### SHORT PROBLEM
Find the line that contains "In this exercise you will tag the sky". Output it and every line after it to the end of the records, exactly as they appear.
BEGIN DATA
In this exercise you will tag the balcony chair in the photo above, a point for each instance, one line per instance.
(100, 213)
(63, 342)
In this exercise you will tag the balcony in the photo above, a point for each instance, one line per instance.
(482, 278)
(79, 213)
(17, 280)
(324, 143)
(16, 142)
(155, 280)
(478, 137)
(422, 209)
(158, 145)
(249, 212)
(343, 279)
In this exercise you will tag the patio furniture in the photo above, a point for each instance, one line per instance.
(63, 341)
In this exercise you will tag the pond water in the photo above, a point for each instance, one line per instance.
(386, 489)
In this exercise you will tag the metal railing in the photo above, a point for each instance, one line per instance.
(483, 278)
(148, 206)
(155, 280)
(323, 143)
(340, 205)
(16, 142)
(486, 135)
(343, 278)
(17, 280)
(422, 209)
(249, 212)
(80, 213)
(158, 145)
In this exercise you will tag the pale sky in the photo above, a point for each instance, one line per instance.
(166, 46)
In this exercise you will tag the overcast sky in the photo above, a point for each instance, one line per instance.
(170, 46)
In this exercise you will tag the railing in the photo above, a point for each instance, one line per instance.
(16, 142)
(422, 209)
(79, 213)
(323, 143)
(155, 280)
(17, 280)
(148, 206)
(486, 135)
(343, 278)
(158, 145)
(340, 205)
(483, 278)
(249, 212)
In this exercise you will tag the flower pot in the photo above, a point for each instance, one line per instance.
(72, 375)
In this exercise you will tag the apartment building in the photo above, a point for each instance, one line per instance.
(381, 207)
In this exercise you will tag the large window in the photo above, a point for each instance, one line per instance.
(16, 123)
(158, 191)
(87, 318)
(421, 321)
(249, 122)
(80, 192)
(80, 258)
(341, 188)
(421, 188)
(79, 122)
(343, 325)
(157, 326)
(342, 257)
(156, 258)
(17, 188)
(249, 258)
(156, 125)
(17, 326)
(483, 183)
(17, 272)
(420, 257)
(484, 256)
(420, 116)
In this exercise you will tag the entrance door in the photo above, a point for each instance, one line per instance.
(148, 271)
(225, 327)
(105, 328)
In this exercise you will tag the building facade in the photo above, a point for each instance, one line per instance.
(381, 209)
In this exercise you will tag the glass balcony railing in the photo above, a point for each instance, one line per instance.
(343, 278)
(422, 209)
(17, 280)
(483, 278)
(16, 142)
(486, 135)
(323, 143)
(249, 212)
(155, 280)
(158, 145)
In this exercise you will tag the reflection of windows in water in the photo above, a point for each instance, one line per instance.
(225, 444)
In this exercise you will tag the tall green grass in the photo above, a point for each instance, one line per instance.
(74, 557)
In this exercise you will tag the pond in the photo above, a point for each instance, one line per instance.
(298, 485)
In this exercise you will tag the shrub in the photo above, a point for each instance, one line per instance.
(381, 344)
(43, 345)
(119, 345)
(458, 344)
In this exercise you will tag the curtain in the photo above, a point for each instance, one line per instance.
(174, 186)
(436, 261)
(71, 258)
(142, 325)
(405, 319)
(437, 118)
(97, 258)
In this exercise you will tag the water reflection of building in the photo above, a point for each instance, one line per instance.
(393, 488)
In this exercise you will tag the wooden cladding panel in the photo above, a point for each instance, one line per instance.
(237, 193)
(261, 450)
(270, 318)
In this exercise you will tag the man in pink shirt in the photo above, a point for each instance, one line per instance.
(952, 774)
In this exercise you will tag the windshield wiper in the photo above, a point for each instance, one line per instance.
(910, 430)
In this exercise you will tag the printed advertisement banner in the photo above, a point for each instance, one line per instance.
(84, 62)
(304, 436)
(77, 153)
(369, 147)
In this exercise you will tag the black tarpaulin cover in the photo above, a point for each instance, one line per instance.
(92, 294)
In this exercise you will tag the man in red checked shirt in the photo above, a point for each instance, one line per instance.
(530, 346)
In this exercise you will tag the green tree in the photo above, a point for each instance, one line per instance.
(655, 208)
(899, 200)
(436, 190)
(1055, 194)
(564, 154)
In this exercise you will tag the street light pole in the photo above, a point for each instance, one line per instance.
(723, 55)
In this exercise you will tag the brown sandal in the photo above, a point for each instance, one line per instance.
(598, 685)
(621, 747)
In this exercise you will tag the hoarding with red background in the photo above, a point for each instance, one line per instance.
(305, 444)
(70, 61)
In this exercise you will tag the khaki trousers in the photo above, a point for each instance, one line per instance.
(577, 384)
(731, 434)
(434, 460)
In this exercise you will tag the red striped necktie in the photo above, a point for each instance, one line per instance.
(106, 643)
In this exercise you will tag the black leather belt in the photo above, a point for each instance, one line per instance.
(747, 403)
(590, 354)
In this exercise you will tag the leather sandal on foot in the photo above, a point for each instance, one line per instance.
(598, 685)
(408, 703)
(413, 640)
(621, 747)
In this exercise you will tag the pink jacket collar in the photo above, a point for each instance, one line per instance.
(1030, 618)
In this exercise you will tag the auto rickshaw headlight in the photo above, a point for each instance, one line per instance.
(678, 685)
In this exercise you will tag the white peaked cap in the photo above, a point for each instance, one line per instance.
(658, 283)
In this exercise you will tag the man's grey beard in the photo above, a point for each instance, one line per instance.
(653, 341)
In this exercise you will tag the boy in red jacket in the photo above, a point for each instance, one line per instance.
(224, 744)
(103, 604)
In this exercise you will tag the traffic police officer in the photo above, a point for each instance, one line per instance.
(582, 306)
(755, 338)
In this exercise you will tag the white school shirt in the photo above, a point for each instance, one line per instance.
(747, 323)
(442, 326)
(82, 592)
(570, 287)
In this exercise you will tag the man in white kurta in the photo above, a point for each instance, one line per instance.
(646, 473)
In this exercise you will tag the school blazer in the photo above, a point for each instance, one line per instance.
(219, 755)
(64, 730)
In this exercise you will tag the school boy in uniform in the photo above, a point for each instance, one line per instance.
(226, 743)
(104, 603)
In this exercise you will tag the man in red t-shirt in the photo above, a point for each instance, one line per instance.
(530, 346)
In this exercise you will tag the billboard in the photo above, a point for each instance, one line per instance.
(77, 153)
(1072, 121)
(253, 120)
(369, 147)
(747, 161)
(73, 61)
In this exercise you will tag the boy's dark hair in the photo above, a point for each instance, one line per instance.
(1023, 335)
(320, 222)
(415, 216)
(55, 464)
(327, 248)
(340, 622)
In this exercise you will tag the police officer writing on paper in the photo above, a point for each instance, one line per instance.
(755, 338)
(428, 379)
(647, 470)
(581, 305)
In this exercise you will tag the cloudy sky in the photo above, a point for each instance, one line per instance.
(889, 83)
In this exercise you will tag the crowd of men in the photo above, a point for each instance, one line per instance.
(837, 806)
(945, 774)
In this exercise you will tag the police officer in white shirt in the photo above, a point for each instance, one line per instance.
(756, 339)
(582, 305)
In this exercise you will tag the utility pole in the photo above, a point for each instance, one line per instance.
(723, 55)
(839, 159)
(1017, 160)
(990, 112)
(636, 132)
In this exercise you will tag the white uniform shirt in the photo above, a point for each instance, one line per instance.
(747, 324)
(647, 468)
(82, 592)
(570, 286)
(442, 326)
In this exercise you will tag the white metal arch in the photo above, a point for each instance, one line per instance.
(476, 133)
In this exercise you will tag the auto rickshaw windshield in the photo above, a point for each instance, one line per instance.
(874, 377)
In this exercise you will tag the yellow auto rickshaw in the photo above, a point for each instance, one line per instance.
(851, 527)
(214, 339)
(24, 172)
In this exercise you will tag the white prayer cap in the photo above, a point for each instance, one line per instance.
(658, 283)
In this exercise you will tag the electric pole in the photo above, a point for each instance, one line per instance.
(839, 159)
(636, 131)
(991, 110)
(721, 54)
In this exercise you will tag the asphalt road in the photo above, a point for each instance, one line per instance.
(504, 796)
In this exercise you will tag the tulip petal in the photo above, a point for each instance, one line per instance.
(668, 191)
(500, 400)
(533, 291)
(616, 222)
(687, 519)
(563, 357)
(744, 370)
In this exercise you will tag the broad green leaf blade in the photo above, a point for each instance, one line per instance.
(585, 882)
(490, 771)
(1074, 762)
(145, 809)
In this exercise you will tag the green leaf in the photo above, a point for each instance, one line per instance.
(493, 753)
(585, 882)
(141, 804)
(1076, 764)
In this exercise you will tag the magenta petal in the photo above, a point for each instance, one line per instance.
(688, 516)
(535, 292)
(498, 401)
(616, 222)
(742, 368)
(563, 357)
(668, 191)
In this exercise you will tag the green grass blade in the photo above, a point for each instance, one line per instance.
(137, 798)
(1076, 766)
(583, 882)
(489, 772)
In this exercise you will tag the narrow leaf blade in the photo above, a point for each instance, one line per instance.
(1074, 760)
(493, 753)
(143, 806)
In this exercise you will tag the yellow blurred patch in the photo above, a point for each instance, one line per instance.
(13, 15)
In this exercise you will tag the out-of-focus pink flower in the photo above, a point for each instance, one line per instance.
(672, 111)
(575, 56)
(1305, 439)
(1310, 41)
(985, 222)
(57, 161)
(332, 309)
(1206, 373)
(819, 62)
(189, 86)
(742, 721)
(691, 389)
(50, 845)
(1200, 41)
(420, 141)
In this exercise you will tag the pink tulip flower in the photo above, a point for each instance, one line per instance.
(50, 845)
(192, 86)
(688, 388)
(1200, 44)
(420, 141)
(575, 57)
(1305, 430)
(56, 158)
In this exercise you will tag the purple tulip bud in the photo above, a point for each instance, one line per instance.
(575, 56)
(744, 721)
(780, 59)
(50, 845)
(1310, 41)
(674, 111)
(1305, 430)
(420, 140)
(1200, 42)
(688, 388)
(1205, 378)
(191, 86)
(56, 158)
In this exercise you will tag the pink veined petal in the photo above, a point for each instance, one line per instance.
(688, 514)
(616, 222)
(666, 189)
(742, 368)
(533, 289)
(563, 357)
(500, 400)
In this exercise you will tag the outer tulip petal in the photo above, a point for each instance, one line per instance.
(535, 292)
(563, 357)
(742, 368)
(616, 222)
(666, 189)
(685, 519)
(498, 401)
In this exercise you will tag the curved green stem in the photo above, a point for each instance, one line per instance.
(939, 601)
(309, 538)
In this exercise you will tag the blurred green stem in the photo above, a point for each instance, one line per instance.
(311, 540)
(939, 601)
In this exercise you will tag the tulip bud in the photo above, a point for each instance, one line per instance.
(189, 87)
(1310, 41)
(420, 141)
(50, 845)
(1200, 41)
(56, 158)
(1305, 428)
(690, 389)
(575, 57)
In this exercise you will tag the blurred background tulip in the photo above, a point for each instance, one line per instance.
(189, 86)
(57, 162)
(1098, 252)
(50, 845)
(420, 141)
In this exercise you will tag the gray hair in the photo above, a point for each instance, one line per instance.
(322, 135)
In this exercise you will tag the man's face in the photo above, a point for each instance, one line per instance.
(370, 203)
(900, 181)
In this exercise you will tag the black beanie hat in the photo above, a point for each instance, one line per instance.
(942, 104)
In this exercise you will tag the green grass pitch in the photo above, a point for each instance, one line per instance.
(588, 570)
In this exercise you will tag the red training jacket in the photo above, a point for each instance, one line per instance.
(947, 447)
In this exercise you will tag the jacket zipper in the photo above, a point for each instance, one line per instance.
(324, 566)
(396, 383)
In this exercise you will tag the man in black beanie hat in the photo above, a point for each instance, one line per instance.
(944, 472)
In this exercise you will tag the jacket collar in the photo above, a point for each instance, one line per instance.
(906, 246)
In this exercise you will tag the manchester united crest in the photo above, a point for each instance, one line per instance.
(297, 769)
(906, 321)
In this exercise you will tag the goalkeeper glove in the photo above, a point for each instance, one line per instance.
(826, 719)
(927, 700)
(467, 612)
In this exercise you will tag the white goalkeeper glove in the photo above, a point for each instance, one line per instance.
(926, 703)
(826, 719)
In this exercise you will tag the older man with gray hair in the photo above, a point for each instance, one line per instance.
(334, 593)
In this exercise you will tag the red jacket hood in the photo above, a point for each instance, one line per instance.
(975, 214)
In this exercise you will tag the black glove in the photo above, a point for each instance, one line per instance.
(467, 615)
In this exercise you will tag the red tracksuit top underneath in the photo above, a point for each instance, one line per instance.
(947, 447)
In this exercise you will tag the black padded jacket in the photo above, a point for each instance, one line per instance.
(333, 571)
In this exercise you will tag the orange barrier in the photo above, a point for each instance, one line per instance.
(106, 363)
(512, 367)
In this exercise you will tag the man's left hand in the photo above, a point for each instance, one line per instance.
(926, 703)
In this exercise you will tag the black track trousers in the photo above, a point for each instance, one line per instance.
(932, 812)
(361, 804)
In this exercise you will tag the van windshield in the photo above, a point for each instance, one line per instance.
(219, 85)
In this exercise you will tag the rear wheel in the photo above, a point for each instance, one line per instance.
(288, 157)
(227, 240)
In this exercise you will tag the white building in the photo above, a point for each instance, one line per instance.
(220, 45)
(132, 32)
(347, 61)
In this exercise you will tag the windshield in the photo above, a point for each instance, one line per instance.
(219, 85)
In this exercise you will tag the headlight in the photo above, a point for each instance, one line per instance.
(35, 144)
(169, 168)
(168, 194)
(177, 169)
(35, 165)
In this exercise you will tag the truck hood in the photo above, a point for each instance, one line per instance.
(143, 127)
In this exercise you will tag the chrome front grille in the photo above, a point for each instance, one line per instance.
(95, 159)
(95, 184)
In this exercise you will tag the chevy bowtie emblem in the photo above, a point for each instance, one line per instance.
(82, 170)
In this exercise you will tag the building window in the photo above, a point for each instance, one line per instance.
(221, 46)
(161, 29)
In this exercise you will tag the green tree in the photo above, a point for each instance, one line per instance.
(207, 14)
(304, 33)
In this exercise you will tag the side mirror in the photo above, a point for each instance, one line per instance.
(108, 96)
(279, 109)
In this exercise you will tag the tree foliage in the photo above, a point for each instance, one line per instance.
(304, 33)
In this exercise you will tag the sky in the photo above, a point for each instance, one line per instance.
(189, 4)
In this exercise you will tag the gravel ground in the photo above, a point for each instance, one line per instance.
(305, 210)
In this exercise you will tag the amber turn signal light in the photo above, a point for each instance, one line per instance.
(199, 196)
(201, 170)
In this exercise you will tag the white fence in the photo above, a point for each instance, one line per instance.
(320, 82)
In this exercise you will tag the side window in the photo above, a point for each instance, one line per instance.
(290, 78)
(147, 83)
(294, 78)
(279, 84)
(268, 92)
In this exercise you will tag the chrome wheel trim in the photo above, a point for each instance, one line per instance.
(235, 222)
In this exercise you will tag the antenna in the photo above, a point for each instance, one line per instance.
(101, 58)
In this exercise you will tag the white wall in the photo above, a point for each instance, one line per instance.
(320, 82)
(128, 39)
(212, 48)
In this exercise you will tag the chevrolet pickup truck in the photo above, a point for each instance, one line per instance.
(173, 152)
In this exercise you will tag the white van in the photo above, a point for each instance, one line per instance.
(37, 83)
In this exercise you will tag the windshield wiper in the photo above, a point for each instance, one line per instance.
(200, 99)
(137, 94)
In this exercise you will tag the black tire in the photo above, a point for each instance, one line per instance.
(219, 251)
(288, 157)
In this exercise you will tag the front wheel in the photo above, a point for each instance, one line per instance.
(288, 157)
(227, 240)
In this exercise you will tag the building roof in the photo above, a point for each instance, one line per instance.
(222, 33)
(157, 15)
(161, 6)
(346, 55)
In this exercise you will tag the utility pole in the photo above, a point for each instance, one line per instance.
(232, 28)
END DATA
### RESPONSE TO THE EXERCISE
In this exercise you will tag the sky in the photo above, a point for each instance, one line per instance.
(189, 4)
In this exercise you will tag the gravel ground in the photo above, a point for each instance, one line per instance.
(305, 210)
In this exercise you will tag the amber turn signal light in the photo above, a point for each instance, one line per instance.
(199, 196)
(201, 170)
In this exercise you will tag the white fence in the photo above, a point for each instance, one line per instance.
(320, 82)
In this exercise you will tag the side window in the photo above, a point for each instance, one line per instance.
(290, 78)
(147, 83)
(294, 78)
(279, 84)
(268, 92)
In this exercise you will tag the chrome wheel trim in the photo above, a point for each instance, one line per instance.
(235, 222)
In this exercise you will tag the antenna in the photo above, a point for each instance, one line per instance.
(101, 58)
In this exercise you will tag the white wall in the photo above, a point for each instance, one line per instance.
(320, 82)
(128, 39)
(212, 48)
In this exercise you will tag the chevrolet pickup truck in the photo above, a point for each instance, one line per instance.
(173, 152)
In this exercise you will tag the white van in the photo above, a point for each instance, one line per instance.
(37, 83)
In this exercise you will tag the windshield wiper in the photo above, a point for each instance, one line per instance.
(200, 99)
(137, 94)
In this exercise you will tag the black tire in the photo above, a point for each instance, one line per instance.
(219, 251)
(288, 157)
In this exercise you will tag the front wheel in the photo above, a point for each instance, one line per instance.
(288, 157)
(227, 240)
In this exercise you will tag the building roof in the photo above, a point for each instance, one line per instance.
(222, 33)
(157, 15)
(161, 6)
(346, 55)
In this exercise you will tag the utility pole in the photo above, a point for each instance, one line per instance.
(232, 28)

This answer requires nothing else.